## 简短任务 a
将下面这篇 CF1932G 题解中的句子“请及时取模，否则在乘法和 exgcd 时会爆 long long。”译成英文。

CF1932G 题解

思路

首先这题要用最短路是显然的，但是边权不固定（但对 dijkstra 过程没影响，因为边权没有负数）。在做 dijkstra 的时候，我们的边权取决于不固定的当前高度和固定的增长高度，然后类似 P1516 用 exgcd 把边权算出来松弛即可。

注意事项

请及时取模，否则在乘法和 exgcd 时会爆 long long。

代码

# include <bits/stdc++.h>
using namespace std;
typedef long long ll;
typedef pair <int, int> pii;
const ll inf = 1e18;
struct node {
	int x;
	ll dis;
	bool operator < (const node& t) const {
		return dis > t.dis;
	}
} ;
ll exgcd (ll a, ll b, ll& x, ll& y) {
	if (! b) {
		x = 1, y = 0;
		return a;
	}
	ll g = exgcd (b, a % b, x, y), tmp = x;
	x = y, y = tmp - a / b * y;
	return g;
}
int t, n, m, x, y;
ll h, l[100005], s[100005], dis[100005], a, b, w, ans1, ans2, g;
vector <int> v[100005];
priority_queue <node> q;
ll exg (ll a, ll b, ll c) {
	if (a < 0)
		a = -a, c = -c;
	g = exgcd (a, b, ans1, ans2);
	if (c % g)

## 简短任务 b
从下面的列表中选出所有含有字符串“railing”的行，逐行抄出。匹配时区分大小写。

数据文件的一部分:
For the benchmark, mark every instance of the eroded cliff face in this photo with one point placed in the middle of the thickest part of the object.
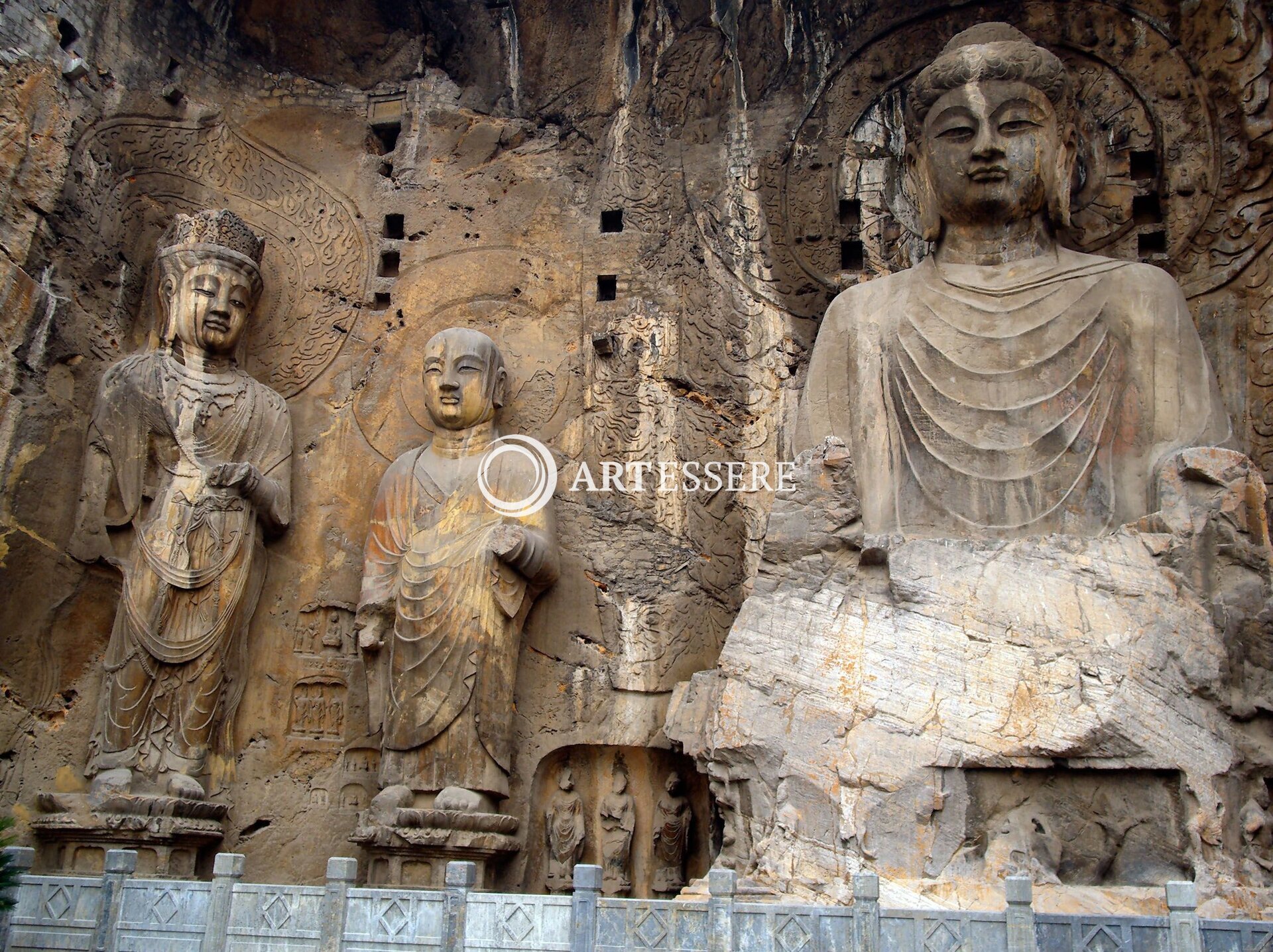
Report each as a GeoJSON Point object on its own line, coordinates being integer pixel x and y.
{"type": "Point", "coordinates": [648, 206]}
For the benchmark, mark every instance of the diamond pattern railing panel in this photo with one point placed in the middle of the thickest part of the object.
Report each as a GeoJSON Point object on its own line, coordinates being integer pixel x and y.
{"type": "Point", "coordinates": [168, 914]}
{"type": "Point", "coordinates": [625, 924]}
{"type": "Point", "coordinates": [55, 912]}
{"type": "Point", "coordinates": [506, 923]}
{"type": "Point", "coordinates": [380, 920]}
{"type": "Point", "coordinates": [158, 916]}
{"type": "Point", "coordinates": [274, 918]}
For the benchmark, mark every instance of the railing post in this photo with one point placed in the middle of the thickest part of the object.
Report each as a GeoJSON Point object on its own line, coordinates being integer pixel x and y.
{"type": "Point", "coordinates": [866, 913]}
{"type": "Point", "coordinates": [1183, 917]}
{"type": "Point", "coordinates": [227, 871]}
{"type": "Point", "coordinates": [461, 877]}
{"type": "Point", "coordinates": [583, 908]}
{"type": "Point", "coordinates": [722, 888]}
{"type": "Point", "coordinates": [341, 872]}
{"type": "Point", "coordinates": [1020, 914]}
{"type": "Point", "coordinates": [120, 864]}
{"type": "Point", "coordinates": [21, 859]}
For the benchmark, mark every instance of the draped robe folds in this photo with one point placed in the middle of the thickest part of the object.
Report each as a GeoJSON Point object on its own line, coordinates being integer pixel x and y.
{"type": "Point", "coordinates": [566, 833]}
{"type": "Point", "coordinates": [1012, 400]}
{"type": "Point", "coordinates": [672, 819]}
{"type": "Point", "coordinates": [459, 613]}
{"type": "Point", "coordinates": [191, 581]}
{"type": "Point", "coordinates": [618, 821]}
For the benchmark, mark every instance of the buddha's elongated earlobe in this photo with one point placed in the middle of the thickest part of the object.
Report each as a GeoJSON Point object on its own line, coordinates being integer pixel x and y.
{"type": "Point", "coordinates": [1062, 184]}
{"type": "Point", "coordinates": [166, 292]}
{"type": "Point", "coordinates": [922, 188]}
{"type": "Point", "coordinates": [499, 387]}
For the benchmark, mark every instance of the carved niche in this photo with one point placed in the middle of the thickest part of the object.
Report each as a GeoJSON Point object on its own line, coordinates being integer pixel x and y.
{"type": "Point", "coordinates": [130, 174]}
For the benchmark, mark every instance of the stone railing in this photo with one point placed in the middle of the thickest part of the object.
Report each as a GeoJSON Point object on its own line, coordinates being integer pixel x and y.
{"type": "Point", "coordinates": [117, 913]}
* * *
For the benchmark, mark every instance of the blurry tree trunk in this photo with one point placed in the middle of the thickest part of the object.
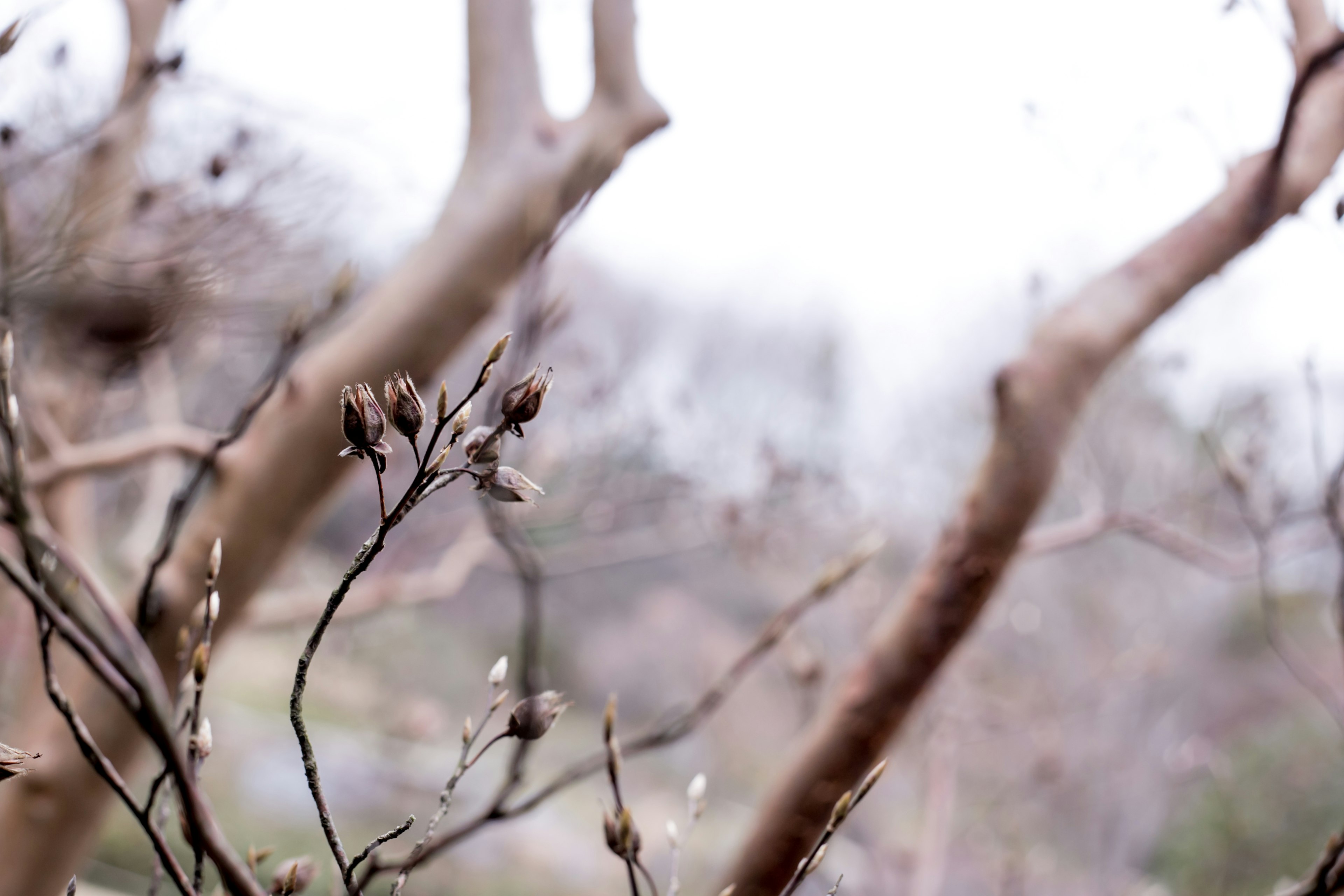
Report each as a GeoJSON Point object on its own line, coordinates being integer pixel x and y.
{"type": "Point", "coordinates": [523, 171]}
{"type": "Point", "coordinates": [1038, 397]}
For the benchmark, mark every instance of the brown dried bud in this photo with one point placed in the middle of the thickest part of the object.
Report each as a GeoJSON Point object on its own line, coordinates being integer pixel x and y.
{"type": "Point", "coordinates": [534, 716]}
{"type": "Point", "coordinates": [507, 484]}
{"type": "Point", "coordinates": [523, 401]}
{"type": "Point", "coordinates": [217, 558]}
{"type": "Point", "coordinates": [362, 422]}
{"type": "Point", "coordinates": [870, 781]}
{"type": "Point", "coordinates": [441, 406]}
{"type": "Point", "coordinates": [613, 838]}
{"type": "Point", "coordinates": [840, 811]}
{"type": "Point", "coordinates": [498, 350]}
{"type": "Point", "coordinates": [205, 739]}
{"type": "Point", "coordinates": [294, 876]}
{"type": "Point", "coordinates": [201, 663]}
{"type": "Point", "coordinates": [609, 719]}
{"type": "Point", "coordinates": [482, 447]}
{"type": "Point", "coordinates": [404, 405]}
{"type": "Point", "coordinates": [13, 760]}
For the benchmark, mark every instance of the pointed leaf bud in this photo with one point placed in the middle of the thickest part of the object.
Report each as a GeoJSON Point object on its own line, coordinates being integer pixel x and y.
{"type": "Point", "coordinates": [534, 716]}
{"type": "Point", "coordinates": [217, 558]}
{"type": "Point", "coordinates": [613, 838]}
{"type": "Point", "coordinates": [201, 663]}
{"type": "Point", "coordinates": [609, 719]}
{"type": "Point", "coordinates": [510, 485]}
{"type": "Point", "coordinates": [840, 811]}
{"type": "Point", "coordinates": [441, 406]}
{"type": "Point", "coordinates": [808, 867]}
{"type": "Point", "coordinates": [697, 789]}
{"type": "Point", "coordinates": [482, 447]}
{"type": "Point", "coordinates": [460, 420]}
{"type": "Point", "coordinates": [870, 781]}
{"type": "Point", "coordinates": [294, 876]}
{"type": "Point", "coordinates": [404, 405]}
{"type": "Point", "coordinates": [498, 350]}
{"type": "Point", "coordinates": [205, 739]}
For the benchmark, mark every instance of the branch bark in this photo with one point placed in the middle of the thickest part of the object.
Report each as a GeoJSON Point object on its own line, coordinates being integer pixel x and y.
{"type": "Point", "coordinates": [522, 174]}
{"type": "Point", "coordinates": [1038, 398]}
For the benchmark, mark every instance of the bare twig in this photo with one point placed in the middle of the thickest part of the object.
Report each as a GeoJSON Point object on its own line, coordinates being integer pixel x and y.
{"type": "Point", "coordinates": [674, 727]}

## 完整答案 a
Take the modulus promptly; otherwise long long will overflow during multiplication and exgcd.

## 完整答案 b
For the benchmark, mark every instance of the diamond pattern railing panel in this photo with one point placed in the middle of the thickest part of the object.
For the benchmark, mark every instance of the railing post in this photo with one point placed in the middle of the thickest part of the object.
For the benchmark, mark every instance of the stone railing in this photo with one point placed in the middle of the thickest part of the object.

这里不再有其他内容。